# Task details
The output should consist solely of the line containing "the black fly;" and the lines that follow it through the end of the data below.

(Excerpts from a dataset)
○ ○ ○ ○
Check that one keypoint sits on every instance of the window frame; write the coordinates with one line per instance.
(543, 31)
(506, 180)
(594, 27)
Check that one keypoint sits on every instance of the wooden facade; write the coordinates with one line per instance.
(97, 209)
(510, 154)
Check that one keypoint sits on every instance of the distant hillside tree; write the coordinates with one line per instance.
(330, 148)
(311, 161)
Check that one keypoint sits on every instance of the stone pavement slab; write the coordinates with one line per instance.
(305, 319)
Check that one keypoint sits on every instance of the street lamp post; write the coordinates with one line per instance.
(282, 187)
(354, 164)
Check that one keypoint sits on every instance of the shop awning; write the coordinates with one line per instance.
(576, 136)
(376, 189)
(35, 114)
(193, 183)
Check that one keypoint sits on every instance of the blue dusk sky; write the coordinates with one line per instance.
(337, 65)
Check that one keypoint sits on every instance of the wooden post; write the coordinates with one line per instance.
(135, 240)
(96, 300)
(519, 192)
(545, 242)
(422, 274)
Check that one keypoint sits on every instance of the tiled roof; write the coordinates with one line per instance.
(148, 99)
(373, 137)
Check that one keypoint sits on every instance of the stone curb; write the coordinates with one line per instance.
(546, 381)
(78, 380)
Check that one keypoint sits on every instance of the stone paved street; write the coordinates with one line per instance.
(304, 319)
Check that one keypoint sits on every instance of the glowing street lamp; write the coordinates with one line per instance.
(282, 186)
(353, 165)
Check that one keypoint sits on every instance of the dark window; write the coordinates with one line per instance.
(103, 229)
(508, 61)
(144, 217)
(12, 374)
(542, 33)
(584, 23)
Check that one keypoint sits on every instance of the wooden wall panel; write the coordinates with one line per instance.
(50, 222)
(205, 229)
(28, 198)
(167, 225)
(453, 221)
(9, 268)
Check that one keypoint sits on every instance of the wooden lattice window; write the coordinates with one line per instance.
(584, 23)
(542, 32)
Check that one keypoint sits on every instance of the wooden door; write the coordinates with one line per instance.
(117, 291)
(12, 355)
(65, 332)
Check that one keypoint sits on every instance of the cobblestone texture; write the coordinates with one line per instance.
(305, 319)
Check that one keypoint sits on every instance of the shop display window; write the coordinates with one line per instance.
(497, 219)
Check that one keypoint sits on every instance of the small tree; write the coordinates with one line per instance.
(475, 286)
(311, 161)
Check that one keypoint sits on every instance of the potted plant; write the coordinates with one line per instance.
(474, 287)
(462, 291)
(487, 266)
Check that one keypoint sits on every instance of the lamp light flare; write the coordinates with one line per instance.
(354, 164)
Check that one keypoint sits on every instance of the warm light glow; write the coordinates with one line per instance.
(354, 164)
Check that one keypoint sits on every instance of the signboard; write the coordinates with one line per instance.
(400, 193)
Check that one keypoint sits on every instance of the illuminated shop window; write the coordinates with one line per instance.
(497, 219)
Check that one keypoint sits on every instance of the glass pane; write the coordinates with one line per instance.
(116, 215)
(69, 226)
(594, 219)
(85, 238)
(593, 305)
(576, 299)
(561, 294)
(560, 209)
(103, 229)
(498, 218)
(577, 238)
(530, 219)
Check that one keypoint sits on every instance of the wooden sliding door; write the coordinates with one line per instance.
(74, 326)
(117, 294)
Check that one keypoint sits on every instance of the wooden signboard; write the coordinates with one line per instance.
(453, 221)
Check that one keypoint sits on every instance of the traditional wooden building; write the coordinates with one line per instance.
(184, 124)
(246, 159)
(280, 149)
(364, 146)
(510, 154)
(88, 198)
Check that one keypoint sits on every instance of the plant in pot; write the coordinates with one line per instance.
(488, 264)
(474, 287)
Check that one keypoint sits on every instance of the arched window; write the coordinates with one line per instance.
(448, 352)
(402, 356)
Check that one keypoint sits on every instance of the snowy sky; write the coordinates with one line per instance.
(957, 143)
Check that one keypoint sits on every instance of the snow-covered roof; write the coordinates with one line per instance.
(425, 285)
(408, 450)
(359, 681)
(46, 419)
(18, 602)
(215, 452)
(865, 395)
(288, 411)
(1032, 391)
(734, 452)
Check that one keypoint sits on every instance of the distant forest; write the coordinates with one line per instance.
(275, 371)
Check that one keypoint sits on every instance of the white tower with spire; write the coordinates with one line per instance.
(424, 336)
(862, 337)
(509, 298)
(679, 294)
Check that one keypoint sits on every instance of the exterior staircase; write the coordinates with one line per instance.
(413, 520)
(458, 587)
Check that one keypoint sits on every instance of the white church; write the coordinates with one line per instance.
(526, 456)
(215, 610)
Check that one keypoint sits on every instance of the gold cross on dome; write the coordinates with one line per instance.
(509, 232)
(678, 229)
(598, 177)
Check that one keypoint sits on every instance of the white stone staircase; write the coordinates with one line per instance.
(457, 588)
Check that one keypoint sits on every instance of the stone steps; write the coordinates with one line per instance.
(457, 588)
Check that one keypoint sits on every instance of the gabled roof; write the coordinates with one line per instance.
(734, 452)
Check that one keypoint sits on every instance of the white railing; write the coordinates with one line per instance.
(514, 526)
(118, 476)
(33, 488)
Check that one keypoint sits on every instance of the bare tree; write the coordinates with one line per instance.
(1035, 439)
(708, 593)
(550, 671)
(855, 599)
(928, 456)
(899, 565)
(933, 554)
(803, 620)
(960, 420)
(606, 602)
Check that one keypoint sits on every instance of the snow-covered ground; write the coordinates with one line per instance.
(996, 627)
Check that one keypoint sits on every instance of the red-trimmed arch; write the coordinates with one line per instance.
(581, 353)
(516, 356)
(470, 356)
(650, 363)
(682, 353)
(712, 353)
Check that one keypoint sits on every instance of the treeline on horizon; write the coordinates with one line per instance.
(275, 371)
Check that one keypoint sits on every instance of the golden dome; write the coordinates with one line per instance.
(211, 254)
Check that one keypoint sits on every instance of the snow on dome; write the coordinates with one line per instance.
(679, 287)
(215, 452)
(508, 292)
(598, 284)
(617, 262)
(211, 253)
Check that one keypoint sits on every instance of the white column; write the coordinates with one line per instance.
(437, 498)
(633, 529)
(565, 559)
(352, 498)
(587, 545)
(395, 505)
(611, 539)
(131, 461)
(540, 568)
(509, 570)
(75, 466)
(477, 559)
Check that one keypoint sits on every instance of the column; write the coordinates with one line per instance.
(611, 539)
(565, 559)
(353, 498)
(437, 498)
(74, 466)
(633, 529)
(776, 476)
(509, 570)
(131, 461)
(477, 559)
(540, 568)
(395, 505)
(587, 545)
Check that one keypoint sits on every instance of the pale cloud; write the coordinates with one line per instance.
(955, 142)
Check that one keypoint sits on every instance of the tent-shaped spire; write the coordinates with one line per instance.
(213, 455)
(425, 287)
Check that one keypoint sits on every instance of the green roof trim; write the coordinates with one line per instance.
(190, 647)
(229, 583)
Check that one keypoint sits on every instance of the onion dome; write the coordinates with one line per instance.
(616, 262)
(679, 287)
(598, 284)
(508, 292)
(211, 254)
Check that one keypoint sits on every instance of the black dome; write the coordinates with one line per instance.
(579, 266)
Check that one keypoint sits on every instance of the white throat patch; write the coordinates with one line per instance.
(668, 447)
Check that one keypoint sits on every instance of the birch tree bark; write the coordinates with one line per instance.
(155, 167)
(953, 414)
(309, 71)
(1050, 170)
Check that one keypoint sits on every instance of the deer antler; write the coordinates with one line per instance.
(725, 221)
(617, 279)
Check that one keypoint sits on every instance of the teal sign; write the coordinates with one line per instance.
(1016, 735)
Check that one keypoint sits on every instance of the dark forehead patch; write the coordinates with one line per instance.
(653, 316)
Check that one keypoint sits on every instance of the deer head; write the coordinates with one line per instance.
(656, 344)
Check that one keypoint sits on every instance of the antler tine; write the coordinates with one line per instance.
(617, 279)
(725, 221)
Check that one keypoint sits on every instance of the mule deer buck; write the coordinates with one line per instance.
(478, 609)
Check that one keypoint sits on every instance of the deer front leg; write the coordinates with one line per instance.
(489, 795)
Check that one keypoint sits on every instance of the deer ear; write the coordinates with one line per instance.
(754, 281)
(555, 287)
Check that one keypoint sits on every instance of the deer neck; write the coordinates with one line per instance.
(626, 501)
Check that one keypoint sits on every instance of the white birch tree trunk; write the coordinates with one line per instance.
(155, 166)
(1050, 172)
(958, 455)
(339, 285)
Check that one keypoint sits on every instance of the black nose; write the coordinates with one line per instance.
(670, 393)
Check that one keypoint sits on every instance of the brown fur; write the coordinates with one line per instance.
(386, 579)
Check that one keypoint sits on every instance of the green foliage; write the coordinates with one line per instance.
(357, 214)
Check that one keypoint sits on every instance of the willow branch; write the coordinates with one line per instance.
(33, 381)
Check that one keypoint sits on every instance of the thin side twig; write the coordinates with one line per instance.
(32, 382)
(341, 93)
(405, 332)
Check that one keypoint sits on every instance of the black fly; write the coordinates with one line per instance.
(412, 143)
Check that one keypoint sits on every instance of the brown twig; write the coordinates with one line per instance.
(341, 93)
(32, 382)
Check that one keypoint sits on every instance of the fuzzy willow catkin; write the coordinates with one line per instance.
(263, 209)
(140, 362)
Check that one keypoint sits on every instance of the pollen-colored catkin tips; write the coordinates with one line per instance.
○ ○ ○ ○
# Final answer
Check that one keypoint sits on every instance of the black fly; write the coordinates with one line per instance.
(412, 143)
Check that one keypoint sits on every instance of the brown twig; write the coordinates with one line per instance.
(341, 93)
(32, 382)
Check that one keypoint sits on every instance of the fuzzy willow catkin; write the coordinates with one line per instance.
(263, 209)
(140, 362)
Check that one keypoint sits on every instance of the pollen-colored catkin tips; write the coordinates with one line per instance.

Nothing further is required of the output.